**Task requirements**
Could you reproduce, unchanged, everything below from the line containing "I'd owe you one! Could you mark where the serrated" down to the line containing "[206,121,225,129]", including both of those lines?

begin Information shown

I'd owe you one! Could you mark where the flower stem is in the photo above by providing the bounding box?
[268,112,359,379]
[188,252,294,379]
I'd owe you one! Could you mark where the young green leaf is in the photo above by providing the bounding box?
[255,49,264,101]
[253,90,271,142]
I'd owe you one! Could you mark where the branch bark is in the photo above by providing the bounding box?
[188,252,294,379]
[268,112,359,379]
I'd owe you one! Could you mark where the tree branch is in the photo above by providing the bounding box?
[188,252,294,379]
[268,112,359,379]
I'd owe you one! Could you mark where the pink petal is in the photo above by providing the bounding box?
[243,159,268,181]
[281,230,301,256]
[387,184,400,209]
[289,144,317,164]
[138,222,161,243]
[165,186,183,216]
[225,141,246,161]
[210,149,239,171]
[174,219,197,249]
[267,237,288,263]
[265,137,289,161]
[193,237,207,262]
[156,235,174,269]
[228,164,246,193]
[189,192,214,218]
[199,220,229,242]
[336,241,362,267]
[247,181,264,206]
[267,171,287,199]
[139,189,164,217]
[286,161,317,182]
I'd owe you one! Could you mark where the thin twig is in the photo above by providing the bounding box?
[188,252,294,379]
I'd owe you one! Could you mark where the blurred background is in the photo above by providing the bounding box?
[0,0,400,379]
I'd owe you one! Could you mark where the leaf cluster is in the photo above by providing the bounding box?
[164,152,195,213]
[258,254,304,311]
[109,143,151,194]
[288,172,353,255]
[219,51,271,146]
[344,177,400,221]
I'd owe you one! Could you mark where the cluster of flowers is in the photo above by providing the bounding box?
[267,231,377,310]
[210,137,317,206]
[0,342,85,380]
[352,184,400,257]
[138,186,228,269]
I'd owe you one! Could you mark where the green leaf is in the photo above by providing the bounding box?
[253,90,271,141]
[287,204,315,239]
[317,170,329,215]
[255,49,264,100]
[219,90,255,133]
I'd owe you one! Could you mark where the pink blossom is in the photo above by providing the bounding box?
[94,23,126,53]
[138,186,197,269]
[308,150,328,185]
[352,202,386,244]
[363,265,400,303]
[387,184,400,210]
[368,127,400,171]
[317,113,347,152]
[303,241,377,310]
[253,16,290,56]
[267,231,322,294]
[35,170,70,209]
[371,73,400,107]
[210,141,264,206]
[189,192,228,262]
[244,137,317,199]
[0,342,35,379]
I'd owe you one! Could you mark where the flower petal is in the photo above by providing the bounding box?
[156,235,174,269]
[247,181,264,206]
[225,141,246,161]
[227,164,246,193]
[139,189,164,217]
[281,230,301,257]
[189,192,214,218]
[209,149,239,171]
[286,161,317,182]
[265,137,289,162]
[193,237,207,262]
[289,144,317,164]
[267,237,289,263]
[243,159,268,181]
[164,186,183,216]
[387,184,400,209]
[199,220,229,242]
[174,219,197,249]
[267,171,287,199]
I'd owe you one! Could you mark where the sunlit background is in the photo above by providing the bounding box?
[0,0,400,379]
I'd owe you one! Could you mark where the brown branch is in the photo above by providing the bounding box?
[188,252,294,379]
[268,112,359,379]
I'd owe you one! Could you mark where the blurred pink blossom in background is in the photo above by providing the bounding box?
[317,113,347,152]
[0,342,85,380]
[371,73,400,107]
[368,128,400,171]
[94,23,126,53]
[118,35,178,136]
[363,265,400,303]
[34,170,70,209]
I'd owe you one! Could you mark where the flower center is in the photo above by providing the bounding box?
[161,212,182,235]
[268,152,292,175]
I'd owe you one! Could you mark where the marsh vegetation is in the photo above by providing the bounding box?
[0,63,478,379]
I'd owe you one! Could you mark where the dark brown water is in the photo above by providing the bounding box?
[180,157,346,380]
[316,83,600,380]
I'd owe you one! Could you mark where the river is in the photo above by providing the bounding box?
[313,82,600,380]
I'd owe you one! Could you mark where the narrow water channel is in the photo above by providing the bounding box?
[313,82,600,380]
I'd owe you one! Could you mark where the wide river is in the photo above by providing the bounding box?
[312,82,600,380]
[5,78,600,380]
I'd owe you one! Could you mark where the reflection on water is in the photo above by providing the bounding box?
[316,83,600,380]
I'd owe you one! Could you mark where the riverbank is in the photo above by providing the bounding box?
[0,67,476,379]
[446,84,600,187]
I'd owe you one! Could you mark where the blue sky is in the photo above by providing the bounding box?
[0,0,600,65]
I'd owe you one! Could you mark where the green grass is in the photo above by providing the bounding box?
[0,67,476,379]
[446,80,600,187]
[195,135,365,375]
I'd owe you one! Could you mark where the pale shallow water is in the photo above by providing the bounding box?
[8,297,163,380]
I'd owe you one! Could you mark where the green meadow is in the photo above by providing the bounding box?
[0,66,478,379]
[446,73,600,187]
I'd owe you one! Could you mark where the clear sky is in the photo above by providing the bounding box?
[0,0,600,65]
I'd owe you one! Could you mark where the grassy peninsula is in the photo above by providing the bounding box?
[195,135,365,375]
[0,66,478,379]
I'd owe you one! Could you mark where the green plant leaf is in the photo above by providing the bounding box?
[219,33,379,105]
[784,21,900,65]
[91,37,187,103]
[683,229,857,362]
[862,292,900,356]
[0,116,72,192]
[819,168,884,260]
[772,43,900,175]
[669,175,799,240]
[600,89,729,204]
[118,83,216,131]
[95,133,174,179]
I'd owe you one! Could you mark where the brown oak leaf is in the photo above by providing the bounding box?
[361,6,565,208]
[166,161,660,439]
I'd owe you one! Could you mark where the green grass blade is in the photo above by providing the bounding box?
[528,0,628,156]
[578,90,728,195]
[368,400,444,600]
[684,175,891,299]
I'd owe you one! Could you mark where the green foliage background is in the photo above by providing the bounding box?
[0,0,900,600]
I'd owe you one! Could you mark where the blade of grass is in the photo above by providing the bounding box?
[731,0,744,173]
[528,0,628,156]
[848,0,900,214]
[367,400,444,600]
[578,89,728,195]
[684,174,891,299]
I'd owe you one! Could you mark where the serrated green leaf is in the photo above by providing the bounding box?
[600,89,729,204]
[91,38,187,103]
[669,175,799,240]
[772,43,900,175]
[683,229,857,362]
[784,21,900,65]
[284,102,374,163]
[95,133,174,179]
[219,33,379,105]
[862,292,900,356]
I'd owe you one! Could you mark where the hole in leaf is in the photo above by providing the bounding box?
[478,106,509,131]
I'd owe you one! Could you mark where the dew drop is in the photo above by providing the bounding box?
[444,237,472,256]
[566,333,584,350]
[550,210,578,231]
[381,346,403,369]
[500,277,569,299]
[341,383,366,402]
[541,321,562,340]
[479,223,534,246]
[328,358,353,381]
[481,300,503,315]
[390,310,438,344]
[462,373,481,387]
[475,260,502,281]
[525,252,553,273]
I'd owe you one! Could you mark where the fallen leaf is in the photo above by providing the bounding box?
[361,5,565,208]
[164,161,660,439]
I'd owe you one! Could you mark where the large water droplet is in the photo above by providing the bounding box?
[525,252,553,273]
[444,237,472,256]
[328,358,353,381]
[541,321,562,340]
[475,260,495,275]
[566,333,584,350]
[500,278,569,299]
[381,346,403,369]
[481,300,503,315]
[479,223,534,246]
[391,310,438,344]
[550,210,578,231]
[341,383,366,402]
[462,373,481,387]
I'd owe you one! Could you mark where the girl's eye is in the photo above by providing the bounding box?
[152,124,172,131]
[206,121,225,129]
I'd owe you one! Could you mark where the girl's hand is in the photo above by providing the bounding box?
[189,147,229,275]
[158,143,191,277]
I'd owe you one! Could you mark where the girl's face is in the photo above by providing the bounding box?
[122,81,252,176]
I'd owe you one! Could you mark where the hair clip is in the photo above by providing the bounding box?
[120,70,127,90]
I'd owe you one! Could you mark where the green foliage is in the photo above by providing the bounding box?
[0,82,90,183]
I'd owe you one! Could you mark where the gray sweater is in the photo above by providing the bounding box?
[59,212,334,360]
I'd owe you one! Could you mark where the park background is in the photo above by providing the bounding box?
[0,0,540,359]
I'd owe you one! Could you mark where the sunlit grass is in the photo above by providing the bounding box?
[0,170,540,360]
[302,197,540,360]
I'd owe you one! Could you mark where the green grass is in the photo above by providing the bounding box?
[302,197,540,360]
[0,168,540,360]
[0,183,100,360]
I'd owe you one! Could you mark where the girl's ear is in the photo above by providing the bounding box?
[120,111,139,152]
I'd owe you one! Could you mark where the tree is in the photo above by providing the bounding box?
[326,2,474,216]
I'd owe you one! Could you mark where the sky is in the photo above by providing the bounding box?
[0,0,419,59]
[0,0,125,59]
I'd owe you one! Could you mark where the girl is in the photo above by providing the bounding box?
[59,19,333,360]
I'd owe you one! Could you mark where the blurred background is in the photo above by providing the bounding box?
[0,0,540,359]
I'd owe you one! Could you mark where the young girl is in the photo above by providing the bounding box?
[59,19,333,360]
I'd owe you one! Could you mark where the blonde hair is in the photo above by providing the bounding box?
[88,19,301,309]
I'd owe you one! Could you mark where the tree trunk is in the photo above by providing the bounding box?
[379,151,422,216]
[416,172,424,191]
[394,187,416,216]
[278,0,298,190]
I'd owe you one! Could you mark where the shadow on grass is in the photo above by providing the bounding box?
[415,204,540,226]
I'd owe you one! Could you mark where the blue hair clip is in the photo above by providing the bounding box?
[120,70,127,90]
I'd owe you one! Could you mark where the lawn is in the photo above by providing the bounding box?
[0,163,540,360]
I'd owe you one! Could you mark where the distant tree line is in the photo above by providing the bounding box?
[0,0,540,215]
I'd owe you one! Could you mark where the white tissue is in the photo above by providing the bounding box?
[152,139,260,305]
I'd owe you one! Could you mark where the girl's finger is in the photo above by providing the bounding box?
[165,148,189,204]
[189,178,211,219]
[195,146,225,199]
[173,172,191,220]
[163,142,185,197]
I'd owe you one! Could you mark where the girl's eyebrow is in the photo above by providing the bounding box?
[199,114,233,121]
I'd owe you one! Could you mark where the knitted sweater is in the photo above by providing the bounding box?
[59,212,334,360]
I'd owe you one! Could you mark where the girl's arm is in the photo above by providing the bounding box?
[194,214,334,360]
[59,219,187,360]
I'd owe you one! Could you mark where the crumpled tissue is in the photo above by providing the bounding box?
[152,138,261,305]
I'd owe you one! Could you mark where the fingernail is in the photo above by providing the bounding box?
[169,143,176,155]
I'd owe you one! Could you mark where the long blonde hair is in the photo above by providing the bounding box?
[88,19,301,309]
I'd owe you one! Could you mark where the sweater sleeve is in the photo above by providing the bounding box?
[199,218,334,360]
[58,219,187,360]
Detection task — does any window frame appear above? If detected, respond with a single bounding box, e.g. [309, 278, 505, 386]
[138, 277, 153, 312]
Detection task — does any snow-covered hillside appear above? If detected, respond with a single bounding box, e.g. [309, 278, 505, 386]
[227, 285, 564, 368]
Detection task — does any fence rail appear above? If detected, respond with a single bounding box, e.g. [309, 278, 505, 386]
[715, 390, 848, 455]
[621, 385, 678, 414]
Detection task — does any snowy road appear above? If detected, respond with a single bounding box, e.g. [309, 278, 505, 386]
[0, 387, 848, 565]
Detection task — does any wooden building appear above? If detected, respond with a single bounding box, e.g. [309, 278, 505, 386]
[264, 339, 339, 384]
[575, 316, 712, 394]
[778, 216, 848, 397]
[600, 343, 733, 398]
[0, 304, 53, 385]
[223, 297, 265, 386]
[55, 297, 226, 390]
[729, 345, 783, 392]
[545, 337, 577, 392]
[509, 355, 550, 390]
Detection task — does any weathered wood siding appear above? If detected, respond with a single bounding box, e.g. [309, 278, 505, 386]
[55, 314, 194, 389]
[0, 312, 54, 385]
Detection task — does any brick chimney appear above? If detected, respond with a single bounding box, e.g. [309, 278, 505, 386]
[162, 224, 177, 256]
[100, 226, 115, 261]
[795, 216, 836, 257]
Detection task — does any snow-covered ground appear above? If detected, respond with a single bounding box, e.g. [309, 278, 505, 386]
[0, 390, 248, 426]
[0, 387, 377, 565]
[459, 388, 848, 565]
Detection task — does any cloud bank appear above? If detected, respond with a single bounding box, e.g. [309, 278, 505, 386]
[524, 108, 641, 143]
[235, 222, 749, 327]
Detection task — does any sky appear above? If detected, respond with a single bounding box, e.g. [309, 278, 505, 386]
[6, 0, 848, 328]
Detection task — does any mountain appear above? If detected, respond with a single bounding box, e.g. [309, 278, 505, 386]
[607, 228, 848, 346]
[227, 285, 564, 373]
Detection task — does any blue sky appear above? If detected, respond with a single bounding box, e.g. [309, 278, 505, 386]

end Information shown

**Task output**
I'd owe you one! Could you mark where the serrated green leaf is in the photo above by providing the bounding box?
[600,89,729,204]
[91,38,187,103]
[669,175,799,240]
[772,43,900,175]
[683,229,857,362]
[784,21,900,65]
[284,102,374,163]
[95,133,174,179]
[219,33,379,105]
[862,292,900,356]
I'd owe you one! Could you mark where the hole in leaf is in the photo above by providing the bounding box?
[478,106,509,131]
I'd owe you one! Could you mark where the dew drop is in the photo above by providing the bounding box?
[444,237,472,256]
[566,333,584,350]
[550,210,578,231]
[381,346,403,369]
[500,277,569,299]
[341,383,366,402]
[541,321,562,340]
[479,223,534,246]
[328,358,353,381]
[481,300,503,315]
[390,310,438,344]
[462,373,481,387]
[475,260,502,281]
[525,252,553,273]
I'd owe you one! Could you mark where the fallen leaf is in the photo above by providing the bounding box?
[361,5,565,208]
[164,161,660,439]
I'd owe you one! Could you mark where the large water droplet is in the photo above by providing the bounding box?
[525,252,553,273]
[444,237,472,256]
[328,358,353,381]
[541,321,562,340]
[475,260,495,275]
[566,333,584,350]
[500,278,569,299]
[381,346,403,369]
[481,300,503,315]
[479,223,534,246]
[391,310,438,344]
[550,210,578,231]
[341,383,366,402]
[462,373,481,387]
I'd owe you one! Could you mark where the girl's eye is in the photo above by providing the bounding box?
[152,124,172,131]
[206,121,225,129]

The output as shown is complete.